**Requirements**
Print the lines of the entries below word for word, starting at the line that contains "For every instance of the canyon" and ending with the final line of the entries.

== Supplied data ==

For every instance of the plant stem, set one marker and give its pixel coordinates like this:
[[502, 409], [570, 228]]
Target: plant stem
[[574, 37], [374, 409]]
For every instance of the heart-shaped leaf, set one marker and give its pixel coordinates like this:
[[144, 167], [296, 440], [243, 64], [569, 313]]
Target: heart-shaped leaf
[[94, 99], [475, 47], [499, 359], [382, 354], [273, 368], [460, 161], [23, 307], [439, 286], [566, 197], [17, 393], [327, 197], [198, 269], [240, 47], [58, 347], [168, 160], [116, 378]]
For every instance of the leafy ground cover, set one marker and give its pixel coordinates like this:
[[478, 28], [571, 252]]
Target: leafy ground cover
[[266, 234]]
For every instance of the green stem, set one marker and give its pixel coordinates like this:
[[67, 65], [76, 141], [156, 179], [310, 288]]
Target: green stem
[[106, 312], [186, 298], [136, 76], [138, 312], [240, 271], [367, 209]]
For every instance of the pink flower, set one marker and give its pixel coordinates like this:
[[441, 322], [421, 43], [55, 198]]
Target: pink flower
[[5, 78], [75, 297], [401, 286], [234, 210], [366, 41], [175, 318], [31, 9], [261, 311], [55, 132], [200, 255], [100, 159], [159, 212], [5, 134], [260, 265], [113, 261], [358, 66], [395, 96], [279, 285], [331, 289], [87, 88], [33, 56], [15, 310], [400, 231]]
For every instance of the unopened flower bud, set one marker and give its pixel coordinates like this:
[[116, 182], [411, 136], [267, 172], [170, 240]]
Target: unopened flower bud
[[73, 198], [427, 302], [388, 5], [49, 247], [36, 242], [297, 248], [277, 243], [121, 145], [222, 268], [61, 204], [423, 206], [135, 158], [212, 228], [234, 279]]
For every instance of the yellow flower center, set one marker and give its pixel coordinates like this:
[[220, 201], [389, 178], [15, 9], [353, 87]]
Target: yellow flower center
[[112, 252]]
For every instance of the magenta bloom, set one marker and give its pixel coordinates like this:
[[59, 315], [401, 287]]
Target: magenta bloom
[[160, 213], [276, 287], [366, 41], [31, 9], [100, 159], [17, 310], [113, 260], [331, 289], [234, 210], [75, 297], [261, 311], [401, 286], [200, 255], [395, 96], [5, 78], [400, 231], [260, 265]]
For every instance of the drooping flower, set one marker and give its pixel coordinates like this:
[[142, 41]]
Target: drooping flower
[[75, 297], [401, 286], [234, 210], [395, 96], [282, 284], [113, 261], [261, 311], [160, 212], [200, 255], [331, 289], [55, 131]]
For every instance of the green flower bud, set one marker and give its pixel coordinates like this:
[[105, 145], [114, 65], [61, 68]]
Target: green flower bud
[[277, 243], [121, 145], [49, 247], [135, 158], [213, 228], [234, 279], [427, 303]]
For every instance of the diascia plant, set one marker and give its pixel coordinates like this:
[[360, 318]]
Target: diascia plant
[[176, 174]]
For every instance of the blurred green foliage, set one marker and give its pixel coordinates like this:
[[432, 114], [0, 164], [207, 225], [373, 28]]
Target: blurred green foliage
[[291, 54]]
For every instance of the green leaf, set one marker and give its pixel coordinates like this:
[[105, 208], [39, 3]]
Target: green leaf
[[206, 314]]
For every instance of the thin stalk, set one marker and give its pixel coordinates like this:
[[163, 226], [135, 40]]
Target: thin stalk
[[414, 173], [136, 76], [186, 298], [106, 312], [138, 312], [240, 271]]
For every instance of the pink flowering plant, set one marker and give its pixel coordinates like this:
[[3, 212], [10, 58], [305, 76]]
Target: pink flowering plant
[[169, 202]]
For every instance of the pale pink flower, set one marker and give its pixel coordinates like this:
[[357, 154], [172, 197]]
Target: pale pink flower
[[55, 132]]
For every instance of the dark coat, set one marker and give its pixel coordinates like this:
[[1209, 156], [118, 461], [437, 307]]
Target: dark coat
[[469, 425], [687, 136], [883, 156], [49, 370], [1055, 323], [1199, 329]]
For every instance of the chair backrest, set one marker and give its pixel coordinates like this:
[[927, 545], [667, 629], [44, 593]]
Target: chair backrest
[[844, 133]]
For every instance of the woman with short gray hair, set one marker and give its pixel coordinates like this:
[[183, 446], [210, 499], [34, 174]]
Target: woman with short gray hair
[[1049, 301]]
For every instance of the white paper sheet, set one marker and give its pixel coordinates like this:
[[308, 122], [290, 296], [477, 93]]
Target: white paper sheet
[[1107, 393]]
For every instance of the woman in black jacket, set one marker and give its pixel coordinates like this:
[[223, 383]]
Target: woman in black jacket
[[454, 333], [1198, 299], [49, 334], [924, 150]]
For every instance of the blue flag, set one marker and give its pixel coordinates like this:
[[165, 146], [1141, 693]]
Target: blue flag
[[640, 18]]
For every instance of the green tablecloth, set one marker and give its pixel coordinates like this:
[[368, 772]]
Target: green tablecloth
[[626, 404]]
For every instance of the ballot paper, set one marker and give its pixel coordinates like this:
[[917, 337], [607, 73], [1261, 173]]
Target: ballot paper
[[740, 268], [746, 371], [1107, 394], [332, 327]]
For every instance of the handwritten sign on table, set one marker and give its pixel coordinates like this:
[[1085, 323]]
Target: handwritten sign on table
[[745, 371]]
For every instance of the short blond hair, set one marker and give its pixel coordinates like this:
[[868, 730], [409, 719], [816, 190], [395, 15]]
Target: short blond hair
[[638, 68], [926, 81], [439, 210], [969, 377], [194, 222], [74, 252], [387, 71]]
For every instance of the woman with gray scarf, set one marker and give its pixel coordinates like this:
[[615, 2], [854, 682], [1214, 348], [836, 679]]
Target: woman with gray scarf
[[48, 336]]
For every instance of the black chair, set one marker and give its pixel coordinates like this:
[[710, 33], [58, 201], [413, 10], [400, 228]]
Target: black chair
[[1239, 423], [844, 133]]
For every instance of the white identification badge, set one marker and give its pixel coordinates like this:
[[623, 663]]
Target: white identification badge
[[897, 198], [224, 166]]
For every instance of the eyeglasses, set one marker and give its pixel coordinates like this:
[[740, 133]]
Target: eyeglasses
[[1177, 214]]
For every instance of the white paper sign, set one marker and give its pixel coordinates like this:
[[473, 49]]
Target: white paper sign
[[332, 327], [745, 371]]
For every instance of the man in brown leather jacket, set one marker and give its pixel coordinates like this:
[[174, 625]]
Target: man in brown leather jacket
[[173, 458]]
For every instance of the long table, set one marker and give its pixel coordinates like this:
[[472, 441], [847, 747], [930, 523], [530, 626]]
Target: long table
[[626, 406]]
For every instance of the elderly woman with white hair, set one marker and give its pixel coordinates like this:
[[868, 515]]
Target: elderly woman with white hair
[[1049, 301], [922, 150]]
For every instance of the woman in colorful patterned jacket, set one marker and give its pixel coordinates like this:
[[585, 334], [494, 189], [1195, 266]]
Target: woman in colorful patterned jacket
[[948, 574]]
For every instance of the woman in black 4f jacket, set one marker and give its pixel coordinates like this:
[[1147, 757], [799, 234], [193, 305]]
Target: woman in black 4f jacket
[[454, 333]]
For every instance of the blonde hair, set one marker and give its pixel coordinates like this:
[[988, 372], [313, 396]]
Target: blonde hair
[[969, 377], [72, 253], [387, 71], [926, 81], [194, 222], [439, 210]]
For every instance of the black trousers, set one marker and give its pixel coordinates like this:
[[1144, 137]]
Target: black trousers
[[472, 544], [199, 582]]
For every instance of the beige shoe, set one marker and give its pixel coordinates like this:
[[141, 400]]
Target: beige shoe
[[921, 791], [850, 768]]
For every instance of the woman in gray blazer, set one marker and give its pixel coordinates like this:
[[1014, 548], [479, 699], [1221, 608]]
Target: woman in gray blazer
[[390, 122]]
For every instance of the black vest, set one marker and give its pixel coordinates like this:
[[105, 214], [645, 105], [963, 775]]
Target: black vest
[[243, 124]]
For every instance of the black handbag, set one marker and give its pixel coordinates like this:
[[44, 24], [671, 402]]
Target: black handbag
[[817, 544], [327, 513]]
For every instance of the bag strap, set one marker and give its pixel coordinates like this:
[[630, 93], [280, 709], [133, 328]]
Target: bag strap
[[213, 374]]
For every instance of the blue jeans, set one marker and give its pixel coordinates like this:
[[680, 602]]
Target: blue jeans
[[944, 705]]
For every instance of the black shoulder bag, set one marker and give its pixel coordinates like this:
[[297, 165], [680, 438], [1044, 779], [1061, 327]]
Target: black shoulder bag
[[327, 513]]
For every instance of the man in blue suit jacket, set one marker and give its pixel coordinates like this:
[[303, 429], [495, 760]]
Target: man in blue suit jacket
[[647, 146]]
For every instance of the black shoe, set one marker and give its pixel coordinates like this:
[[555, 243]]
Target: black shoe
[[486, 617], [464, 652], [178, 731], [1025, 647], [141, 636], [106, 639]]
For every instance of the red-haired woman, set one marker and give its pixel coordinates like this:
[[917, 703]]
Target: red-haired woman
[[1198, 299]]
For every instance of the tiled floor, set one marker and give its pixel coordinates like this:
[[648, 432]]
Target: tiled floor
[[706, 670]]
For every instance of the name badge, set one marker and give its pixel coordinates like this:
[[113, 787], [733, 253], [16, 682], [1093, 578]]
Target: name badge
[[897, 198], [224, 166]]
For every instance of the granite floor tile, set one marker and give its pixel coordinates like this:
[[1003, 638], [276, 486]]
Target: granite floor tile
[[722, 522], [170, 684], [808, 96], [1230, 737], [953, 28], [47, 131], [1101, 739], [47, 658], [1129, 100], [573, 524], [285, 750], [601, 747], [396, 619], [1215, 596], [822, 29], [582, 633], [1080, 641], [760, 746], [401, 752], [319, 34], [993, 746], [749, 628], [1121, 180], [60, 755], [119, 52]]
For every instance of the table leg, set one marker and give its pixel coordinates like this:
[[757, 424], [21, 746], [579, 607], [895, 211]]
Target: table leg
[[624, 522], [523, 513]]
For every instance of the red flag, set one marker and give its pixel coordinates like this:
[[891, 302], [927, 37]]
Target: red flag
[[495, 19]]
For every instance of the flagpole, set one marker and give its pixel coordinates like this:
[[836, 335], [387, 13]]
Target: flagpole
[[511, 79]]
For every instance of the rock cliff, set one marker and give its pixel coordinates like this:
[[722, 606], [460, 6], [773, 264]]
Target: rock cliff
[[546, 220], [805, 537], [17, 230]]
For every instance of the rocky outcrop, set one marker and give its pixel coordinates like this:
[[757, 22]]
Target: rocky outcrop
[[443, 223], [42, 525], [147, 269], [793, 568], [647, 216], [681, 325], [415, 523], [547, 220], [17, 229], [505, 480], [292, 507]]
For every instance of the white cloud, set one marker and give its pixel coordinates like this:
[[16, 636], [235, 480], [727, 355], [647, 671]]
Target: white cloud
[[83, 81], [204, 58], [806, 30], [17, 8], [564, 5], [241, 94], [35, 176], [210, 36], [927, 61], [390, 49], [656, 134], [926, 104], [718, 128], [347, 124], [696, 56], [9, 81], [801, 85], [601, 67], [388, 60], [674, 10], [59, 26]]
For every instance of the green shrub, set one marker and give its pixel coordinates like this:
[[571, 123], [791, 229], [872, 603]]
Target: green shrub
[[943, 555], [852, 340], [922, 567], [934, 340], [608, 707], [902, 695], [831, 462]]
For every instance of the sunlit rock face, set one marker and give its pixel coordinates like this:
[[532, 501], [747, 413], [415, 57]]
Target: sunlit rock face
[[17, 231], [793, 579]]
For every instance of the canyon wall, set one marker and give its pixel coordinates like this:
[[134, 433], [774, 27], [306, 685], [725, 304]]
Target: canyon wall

===

**Task output**
For every instance of the canyon wall, set one marker and give its pixel coordinates like this:
[[134, 433], [774, 27], [306, 685], [725, 304]]
Target: canyon wall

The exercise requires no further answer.